- [MATERIAL FOR THE TASK]
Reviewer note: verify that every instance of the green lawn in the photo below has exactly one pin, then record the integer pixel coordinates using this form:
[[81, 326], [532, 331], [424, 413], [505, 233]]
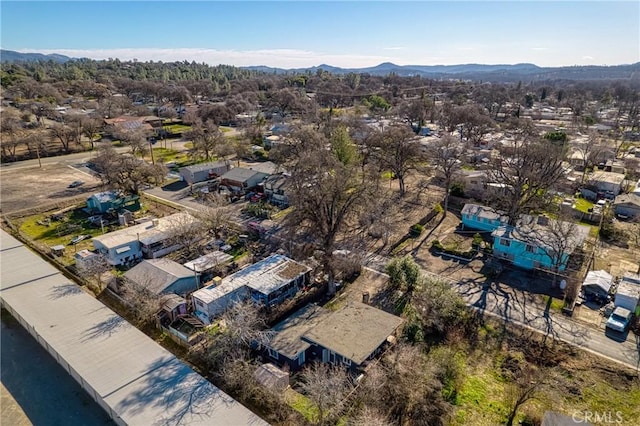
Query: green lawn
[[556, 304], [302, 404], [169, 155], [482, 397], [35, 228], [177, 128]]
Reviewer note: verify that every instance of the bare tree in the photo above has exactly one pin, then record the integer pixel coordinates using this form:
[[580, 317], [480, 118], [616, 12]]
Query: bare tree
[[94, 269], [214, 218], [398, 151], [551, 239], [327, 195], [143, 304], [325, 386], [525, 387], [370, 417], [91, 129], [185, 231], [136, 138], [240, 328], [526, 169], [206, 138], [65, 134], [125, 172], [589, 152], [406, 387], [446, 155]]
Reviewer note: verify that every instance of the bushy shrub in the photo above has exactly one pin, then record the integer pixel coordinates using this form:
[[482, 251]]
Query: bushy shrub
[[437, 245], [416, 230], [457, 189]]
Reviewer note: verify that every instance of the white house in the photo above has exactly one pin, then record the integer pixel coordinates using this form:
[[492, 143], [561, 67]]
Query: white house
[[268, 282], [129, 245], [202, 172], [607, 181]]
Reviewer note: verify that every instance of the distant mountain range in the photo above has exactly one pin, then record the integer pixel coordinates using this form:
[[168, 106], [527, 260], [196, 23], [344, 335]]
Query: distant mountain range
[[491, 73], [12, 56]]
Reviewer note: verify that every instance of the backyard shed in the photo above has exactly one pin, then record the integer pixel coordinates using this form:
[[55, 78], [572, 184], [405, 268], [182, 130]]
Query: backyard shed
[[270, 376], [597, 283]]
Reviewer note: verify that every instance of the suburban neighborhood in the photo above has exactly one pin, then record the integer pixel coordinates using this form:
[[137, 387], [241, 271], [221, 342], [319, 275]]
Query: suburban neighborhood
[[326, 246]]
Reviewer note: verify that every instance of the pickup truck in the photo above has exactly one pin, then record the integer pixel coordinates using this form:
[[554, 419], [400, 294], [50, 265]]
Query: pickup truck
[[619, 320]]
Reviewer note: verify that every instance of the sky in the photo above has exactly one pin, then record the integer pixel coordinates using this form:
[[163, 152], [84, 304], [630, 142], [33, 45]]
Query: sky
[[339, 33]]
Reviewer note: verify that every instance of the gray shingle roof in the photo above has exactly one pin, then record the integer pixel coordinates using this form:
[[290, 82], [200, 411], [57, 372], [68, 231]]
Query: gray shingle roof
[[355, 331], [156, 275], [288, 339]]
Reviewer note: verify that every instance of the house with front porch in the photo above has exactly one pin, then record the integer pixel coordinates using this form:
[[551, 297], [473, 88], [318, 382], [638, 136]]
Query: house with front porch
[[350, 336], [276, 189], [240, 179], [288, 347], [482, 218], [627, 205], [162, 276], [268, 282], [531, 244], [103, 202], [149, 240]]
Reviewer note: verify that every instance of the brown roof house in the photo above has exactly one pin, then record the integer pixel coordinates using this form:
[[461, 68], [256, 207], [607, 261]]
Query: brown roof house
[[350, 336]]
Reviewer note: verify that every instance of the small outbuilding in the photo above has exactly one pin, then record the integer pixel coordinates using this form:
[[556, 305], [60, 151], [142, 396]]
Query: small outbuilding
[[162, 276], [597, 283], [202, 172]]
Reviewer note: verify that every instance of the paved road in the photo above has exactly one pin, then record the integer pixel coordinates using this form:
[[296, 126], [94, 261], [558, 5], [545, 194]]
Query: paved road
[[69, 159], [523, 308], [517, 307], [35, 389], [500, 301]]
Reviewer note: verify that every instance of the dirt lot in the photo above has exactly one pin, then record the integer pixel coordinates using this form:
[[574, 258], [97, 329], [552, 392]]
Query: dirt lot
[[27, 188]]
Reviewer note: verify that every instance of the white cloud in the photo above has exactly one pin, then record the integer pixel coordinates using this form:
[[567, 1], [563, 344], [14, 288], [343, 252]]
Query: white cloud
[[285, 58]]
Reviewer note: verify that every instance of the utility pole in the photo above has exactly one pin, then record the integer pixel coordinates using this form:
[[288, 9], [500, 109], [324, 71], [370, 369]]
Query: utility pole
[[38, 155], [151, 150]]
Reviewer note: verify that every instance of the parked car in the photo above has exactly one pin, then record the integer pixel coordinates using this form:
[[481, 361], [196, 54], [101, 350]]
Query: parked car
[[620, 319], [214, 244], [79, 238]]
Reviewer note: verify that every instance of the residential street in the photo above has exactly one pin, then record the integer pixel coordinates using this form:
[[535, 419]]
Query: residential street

- [WRITTEN INSTRUCTION] Output every line of the entries above as a JSON list of strings, one string per line, with blank lines omitted and the picture left out.

- [PROBLEM SOLUTION]
[
  "Reviewer note: verify that every instance of the green lawn in the photo below has exactly one pin, then record the integer pixel coordinates using this form:",
  "[[81, 326], [532, 331], [424, 413], [505, 233]]",
  "Query: green lawn",
  "[[556, 304], [302, 404], [169, 155], [482, 397], [35, 228], [177, 128]]",
  "Reviewer note: verify that every instance of the bare tree in the photo above has exactly one pin, then record the integer pixel coordinates using this form:",
  "[[580, 317], [480, 118], [616, 12]]",
  "Query: bare tree",
  "[[94, 269], [214, 218], [398, 151], [551, 239], [327, 195], [143, 304], [325, 386], [525, 387], [370, 417], [91, 129], [185, 231], [136, 138], [240, 328], [526, 169], [206, 138], [65, 134], [125, 172], [589, 152], [406, 387], [446, 155]]",
  "Reviewer note: verify that every instance of the bushy shrub in the photo above has exactly one pin, then record the integer pixel coordinates using this form:",
  "[[482, 251]]",
  "Query: bushy shrub",
  "[[437, 245], [416, 230], [457, 189]]",
  "Reviewer note: verify that every instance of the white house in the photo above has exactly one pin, then record the integer pixel coordinates using this form:",
  "[[492, 143], [561, 67]]",
  "Query: white house",
  "[[268, 282], [129, 245], [202, 172], [607, 181]]",
  "Reviewer note: verify that every instance of the distant mountain range in the photo above has exactly one pin, then record the integer pixel coordinates using this form:",
  "[[168, 106], [527, 260], [196, 23], [344, 335]]",
  "Query: distant mountain range",
  "[[491, 73], [12, 56]]",
  "Reviewer note: verify that every instance of the backyard shed in the photo above has exactly one pin, then record the integer pixel coordinates using this form:",
  "[[55, 78], [572, 184], [405, 268], [182, 130]]",
  "Query: backyard shed",
  "[[270, 376], [597, 283]]",
  "Reviewer note: verify that every instance of the suburban neighborhood in the photo above has exactly one pin, then record the integer pixel coordinates using this form:",
  "[[137, 387], [241, 271], [221, 342], [319, 275]]",
  "Query: suburban neighborhood",
  "[[326, 246]]",
  "Reviewer note: verify that every instance of the pickup truck in the photo above has exactly one pin, then record the integer pixel coordinates using this form:",
  "[[554, 419], [400, 294], [50, 265]]",
  "Query: pickup truck",
  "[[619, 320]]",
  "Reviewer note: verify that every instance of the sky in the photo above has exactly one pin, then record the integer pixel coordinates using this form:",
  "[[163, 152], [84, 304], [630, 142], [33, 45]]",
  "Query: sky",
  "[[339, 33]]",
  "Reviewer note: verify that every instance of the gray shingle roof in the photo above has exactly one pin, then record the integer pixel coordinates using this form:",
  "[[290, 82], [200, 411], [57, 372], [68, 231]]",
  "Query: gray shingle roof",
  "[[355, 331], [156, 275], [288, 339]]",
  "Reviewer note: verify that every instance of the house with front porch in the photo above has exactly one pin, then record the integer pixel coordinates using this form:",
  "[[551, 297], [473, 88], [318, 382], [638, 136]]",
  "Query: house with front porch",
  "[[350, 336], [276, 189], [240, 179], [288, 347], [482, 218], [627, 205], [162, 276], [268, 282], [531, 244], [103, 202], [149, 240]]",
  "Reviewer note: verify that every instance of the brown roof house in the photo above has exactly one pin, then record the integer pixel coordinates using this form:",
  "[[461, 68], [256, 207], [607, 261]]",
  "Query: brown roof house",
  "[[350, 336]]",
  "Reviewer note: verify that every instance of the small outbuilding in the photo above has exactly one pin, then record the integer pixel coordinates using this form:",
  "[[556, 305], [60, 151], [142, 396]]",
  "Query: small outbuilding",
  "[[162, 276], [597, 283], [202, 172]]",
  "Reviewer note: verify that every instance of the paved road in the photo above has exactly one pin, then record the integer pixel coordinates using this form:",
  "[[296, 126], [94, 261], [558, 5], [545, 194]]",
  "Query: paved road",
  "[[69, 159], [523, 308], [517, 307], [35, 389], [500, 301]]",
  "Reviewer note: verify that every instance of the dirt lot in the photo above has exactly one pin, then record the integer pixel coordinates using this form:",
  "[[574, 258], [97, 329], [552, 392]]",
  "Query: dirt lot",
  "[[27, 188]]",
  "Reviewer note: verify that every instance of the white cloud in the photo above has exactly one pin, then record the integer pixel coordinates using this form:",
  "[[567, 1], [563, 344], [14, 288], [343, 252]]",
  "Query: white cloud",
  "[[285, 58]]",
  "Reviewer note: verify that every instance of the utility pole in the photo above has exactly one pin, then record the integer pixel coordinates using this form:",
  "[[288, 9], [500, 109], [324, 71], [370, 369]]",
  "Query: utility pole",
  "[[38, 155], [151, 150]]",
  "Reviewer note: verify that every instance of the parked car in the photo above has exactly one pin, then record the integer pixel coordinates using this form:",
  "[[481, 361], [196, 54], [101, 350]]",
  "Query: parked car",
  "[[620, 319], [214, 244], [79, 238]]",
  "Reviewer note: verify that every instance of the residential street in the photo above has exactly one pin, then record the integer pixel coordinates using this form:",
  "[[535, 419]]",
  "Query: residential street"
]